====== Material for this task ======

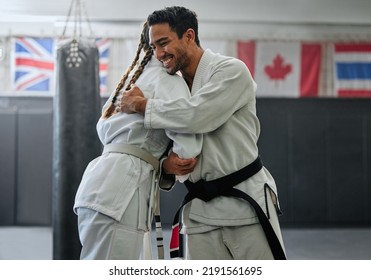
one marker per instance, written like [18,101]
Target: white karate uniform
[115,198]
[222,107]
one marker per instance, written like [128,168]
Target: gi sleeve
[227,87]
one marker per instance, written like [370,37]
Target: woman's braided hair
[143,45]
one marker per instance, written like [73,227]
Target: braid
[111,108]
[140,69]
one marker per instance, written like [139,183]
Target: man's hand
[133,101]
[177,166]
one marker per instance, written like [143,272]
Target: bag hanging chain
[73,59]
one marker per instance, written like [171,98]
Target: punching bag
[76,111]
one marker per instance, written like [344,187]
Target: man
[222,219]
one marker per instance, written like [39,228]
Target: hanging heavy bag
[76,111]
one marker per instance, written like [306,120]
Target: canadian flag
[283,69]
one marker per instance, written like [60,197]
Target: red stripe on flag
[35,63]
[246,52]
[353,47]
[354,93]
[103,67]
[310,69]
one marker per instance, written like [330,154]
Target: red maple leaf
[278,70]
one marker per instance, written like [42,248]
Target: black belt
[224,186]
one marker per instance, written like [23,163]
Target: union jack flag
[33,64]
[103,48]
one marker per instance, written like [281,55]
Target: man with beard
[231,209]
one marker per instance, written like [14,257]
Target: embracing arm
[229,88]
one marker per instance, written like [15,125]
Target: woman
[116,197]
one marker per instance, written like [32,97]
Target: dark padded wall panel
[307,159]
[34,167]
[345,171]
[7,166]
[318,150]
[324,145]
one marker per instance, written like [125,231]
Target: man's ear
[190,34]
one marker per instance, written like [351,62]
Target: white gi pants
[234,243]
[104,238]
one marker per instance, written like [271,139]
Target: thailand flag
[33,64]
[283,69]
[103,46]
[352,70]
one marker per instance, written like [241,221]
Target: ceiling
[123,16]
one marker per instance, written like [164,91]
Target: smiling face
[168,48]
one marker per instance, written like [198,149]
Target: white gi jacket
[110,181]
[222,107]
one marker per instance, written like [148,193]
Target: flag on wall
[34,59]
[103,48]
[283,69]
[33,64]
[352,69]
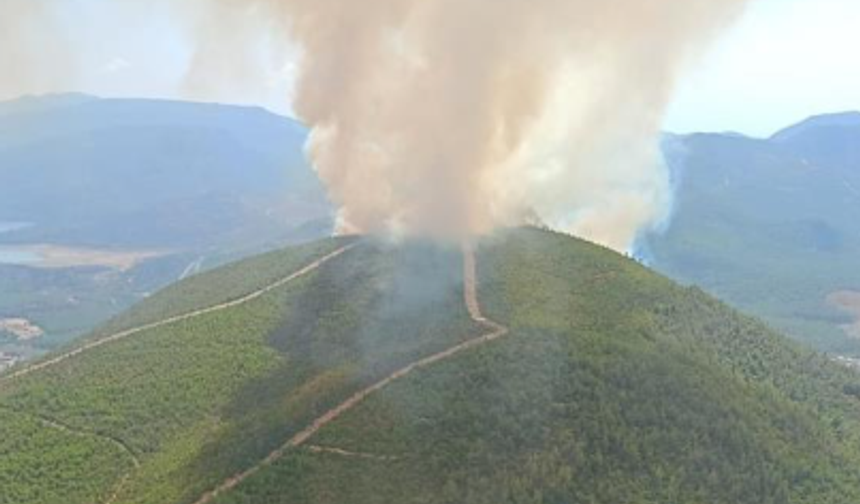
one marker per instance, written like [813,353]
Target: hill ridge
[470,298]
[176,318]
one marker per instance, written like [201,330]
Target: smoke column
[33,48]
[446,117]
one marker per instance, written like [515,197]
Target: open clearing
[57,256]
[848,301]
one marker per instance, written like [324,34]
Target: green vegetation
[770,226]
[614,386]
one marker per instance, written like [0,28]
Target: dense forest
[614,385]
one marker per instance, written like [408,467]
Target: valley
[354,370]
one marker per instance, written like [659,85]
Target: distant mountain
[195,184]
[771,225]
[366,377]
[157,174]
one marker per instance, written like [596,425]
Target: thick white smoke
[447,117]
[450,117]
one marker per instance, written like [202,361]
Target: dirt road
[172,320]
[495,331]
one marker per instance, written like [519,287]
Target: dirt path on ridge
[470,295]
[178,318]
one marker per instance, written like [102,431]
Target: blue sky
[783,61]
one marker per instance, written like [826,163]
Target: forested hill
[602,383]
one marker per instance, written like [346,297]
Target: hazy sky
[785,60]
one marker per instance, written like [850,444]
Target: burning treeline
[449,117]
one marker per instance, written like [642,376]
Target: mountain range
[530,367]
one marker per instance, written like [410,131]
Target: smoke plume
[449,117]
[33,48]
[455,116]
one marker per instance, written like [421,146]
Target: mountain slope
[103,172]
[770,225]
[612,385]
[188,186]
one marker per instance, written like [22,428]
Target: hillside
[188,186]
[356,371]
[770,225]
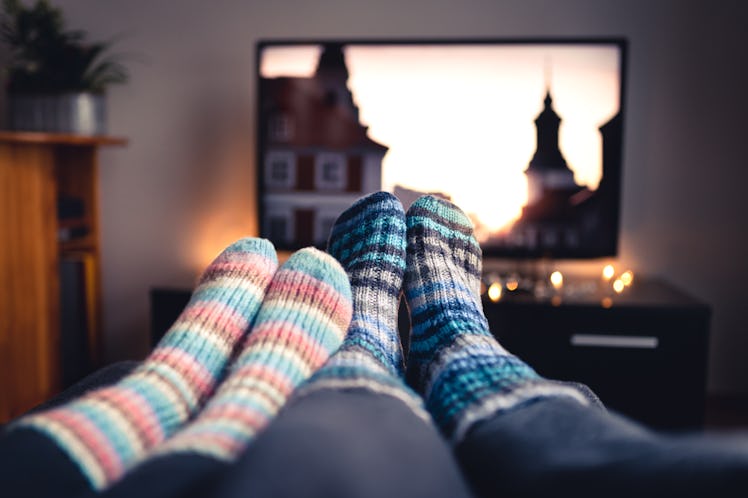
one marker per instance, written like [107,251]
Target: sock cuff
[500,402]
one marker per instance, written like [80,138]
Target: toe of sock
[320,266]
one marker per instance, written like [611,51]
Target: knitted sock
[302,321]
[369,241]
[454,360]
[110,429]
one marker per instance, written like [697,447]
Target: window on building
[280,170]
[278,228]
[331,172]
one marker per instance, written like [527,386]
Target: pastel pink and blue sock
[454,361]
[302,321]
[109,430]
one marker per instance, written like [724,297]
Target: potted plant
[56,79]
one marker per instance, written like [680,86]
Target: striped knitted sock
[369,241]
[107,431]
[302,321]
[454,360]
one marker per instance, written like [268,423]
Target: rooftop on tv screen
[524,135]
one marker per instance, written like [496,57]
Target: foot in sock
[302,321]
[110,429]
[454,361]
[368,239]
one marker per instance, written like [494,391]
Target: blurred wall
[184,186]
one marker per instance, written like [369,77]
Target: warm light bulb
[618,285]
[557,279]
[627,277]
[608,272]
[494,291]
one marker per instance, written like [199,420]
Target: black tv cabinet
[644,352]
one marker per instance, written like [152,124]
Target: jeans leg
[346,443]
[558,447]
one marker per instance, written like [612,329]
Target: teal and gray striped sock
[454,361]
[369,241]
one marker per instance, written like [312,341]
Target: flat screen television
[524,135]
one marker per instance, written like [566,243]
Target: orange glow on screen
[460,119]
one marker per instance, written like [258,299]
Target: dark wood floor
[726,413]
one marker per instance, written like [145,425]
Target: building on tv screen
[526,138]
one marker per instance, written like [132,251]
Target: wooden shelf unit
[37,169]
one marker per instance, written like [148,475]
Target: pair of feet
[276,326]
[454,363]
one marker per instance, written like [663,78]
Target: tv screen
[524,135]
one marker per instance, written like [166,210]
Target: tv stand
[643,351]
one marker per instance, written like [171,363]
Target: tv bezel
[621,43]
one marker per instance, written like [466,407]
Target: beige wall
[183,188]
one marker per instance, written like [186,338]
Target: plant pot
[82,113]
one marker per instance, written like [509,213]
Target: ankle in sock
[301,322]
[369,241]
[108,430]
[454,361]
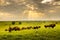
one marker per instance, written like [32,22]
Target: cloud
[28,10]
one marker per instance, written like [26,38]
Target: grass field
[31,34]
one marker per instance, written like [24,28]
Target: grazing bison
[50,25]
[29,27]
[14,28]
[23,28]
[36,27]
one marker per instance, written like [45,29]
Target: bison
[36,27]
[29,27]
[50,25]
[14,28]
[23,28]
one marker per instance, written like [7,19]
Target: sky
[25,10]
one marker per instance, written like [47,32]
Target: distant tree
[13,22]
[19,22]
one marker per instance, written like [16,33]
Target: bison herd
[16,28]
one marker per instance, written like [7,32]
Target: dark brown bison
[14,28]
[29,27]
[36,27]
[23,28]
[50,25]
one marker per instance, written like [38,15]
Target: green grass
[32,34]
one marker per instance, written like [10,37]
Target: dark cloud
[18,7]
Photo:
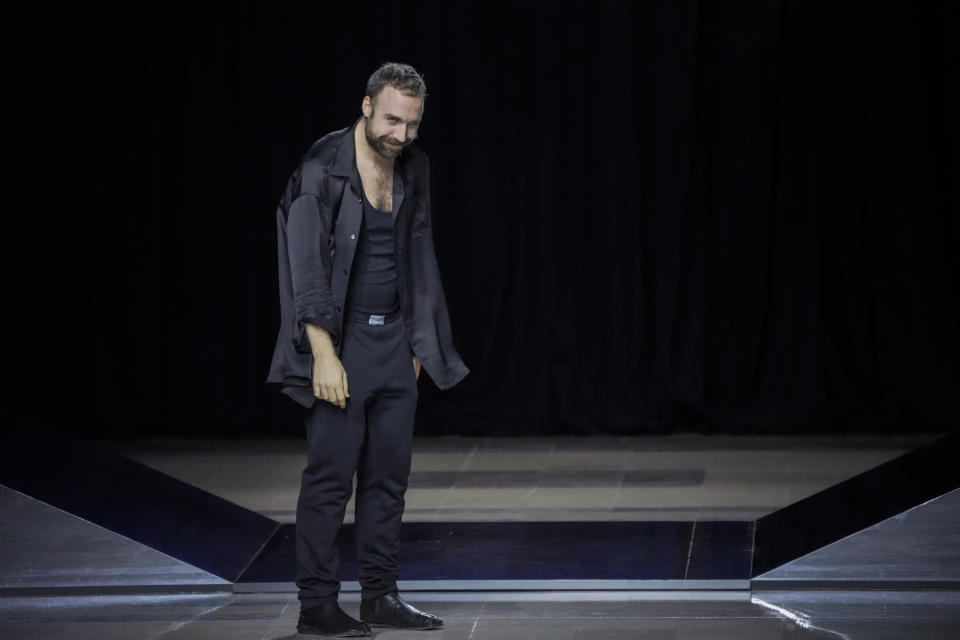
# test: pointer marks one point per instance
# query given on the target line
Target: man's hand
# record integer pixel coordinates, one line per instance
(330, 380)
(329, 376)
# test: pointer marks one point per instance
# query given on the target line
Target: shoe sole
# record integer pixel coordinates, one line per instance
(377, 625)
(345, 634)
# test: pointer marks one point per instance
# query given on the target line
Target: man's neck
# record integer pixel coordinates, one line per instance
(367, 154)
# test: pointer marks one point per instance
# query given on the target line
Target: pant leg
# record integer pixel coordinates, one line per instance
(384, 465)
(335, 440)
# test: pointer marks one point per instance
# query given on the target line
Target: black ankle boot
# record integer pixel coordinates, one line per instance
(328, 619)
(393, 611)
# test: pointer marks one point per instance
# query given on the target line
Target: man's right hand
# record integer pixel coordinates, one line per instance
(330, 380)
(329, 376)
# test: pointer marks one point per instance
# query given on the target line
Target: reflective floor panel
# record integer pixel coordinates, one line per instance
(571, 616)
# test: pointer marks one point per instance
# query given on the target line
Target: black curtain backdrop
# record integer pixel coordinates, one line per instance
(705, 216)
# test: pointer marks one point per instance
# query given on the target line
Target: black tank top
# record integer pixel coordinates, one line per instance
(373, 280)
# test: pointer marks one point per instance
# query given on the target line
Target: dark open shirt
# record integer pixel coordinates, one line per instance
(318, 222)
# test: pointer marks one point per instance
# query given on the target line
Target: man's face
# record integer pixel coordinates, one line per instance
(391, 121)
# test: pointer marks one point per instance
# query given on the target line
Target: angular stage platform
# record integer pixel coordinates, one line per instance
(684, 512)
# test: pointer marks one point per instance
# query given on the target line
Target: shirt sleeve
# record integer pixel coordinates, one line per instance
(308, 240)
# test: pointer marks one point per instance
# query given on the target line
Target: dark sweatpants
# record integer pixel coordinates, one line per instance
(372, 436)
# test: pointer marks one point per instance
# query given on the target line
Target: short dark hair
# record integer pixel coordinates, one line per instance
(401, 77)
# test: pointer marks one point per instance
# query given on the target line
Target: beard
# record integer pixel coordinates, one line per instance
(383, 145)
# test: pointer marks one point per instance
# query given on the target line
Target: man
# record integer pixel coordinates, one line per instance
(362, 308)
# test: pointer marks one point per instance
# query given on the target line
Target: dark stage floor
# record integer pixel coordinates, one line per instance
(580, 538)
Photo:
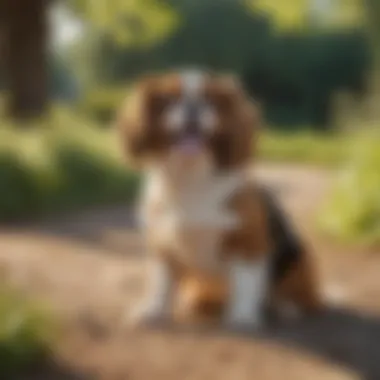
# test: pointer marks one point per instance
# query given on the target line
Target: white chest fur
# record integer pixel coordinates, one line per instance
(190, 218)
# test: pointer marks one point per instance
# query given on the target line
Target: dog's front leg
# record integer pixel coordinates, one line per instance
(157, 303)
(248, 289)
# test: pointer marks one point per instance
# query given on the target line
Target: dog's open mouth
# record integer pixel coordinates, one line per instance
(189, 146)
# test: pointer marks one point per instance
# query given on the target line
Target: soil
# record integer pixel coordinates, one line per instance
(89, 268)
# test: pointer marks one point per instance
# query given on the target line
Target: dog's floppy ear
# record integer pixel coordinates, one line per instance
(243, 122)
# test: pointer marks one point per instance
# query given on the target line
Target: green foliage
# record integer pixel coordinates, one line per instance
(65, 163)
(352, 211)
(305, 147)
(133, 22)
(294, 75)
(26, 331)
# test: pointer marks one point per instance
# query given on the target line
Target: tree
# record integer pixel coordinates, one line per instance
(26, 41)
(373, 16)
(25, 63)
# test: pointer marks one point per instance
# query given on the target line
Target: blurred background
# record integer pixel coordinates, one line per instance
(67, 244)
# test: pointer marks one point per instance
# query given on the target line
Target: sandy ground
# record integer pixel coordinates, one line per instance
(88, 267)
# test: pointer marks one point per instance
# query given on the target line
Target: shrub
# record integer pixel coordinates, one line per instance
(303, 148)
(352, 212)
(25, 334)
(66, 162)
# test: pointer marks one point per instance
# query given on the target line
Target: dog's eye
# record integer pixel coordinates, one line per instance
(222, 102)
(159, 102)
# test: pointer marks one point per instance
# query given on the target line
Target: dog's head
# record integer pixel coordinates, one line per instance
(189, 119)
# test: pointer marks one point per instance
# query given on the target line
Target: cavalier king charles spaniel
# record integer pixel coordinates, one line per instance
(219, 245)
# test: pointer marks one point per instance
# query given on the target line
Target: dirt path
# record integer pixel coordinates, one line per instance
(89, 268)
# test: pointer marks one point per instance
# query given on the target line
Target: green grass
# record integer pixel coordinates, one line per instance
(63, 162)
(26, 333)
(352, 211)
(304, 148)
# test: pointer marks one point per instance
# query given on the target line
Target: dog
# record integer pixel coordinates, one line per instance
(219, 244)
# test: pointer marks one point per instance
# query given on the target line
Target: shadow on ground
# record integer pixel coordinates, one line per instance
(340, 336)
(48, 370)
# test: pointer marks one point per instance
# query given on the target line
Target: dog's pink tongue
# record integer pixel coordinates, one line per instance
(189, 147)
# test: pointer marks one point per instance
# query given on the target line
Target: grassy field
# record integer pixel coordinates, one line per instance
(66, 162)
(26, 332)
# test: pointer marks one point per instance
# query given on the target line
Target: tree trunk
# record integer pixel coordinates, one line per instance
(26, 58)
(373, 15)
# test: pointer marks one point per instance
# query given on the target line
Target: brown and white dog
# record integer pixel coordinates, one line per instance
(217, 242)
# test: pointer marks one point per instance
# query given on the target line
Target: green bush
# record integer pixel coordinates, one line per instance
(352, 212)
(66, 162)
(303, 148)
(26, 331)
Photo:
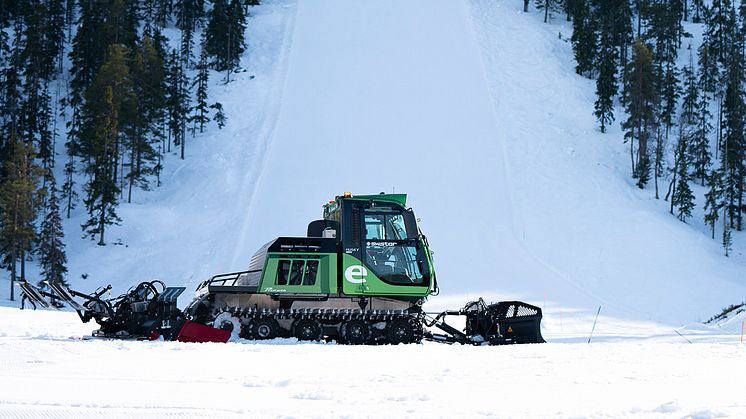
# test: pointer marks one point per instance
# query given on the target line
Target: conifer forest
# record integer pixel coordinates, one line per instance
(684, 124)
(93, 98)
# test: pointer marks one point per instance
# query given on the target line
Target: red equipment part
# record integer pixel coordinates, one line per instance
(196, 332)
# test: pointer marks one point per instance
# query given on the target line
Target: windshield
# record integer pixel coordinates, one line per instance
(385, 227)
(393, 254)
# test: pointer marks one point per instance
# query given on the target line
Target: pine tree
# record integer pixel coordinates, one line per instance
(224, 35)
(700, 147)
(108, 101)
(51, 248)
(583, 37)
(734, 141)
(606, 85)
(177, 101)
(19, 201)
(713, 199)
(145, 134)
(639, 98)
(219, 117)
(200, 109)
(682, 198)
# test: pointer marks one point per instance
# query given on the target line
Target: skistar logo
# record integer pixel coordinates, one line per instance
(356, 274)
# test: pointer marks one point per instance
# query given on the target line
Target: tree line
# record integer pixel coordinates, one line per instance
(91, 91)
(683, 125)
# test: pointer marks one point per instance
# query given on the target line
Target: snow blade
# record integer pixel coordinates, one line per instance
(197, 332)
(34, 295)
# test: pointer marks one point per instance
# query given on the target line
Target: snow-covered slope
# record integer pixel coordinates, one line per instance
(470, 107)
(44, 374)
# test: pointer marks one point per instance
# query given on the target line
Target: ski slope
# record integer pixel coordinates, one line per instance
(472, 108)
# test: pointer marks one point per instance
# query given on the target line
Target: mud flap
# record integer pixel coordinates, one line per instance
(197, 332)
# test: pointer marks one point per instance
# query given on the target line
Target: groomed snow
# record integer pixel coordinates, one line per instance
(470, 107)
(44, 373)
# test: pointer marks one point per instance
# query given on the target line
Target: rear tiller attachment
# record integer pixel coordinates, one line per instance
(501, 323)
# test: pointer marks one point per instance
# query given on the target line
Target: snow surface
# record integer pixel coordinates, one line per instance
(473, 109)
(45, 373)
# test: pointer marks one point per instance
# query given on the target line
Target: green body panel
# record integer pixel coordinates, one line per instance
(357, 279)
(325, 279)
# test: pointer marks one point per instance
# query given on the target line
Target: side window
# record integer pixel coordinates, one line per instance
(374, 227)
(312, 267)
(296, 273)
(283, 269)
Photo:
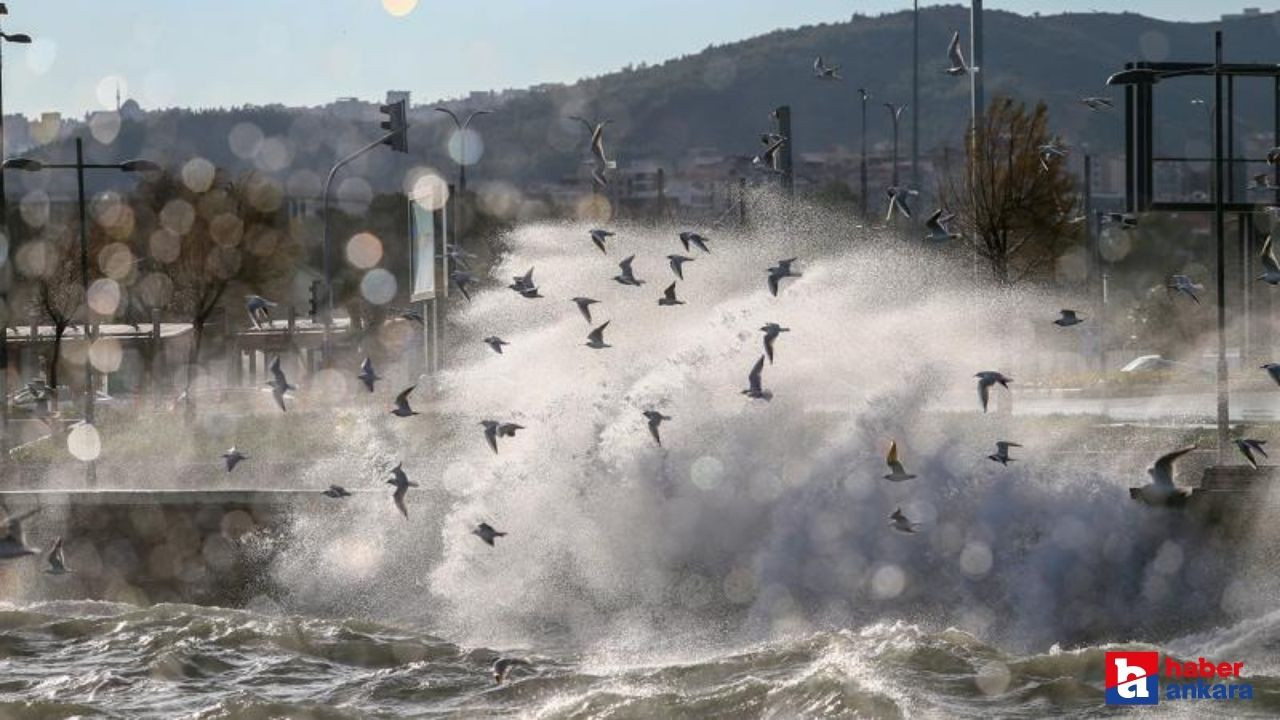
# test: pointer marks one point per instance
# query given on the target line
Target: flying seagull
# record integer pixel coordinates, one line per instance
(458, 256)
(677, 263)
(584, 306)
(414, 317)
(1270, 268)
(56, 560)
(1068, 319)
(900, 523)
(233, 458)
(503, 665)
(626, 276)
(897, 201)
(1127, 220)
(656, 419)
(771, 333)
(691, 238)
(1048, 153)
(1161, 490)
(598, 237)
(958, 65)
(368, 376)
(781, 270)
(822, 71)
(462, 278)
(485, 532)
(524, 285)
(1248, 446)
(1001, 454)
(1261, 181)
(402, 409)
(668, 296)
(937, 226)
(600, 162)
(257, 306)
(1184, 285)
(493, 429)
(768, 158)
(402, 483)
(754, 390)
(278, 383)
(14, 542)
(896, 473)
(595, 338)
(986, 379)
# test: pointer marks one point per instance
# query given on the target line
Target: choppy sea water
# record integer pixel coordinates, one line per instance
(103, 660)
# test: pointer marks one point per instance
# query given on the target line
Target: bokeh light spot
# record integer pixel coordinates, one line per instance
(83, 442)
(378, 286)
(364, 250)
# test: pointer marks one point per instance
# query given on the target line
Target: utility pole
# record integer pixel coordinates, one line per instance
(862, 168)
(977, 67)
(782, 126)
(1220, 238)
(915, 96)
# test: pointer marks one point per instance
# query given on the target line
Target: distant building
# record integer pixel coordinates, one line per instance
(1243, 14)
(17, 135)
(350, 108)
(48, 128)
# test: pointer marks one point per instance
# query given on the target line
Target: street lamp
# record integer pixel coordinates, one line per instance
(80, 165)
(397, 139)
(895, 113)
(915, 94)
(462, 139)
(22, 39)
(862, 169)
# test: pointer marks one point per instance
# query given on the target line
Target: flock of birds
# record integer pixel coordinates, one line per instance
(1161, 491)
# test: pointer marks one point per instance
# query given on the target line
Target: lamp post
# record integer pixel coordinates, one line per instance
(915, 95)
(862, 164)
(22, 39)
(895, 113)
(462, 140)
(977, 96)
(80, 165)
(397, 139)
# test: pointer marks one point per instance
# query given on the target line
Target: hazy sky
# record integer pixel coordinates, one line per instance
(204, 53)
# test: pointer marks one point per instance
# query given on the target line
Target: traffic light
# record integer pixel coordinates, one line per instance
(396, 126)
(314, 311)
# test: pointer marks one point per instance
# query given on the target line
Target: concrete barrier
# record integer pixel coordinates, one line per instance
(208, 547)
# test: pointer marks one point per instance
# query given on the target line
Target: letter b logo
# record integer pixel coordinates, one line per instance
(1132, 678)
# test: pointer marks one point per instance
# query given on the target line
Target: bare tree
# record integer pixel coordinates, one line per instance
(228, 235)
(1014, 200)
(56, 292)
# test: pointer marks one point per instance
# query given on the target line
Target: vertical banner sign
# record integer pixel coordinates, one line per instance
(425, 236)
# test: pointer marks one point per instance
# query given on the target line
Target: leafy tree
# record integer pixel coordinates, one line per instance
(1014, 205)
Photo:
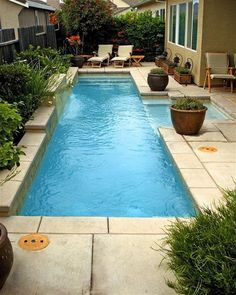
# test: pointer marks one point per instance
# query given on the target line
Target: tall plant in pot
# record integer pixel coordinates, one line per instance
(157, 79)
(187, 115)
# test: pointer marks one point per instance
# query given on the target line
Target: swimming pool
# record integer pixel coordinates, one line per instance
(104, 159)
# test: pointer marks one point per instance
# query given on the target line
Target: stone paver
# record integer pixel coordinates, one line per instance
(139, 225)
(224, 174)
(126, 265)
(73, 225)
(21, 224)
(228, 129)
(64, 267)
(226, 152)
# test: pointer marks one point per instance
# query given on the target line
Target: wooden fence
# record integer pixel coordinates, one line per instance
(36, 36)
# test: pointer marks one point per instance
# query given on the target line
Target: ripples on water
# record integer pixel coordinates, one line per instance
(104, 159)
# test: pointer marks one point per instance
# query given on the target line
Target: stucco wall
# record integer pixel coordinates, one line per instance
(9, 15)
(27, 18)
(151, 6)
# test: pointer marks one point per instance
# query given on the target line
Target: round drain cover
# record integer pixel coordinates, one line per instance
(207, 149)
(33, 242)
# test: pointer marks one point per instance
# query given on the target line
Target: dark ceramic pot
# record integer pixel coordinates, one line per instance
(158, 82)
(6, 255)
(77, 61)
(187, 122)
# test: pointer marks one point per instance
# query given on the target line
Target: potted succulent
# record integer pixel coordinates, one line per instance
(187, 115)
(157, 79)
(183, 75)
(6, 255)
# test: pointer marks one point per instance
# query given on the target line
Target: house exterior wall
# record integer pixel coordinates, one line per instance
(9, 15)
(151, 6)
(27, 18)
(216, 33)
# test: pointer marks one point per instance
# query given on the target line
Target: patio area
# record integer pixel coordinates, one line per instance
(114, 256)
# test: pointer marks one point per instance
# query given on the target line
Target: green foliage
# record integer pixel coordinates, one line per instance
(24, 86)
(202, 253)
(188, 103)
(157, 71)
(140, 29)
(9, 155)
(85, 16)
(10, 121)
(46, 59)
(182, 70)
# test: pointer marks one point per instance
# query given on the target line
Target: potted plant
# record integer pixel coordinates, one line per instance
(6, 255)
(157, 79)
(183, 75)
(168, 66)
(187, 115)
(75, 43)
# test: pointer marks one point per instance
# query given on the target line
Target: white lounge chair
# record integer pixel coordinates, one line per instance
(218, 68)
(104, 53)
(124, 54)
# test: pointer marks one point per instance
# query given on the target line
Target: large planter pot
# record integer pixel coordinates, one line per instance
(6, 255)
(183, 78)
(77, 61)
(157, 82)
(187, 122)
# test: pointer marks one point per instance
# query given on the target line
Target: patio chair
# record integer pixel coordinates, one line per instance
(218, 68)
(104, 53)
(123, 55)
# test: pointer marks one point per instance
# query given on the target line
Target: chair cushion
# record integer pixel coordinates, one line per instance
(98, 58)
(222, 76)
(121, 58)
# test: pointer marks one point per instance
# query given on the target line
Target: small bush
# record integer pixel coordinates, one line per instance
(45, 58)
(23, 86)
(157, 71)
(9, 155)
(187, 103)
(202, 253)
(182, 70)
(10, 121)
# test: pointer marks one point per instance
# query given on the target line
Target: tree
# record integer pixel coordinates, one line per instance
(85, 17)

======

◆ Exercise objective
Check the entries above line by line and return each one containing the word "snow".

◆ Solution to this exercise
Target: snow blade
Target: snow-covered slope
Target: groomed snow
Target: snow surface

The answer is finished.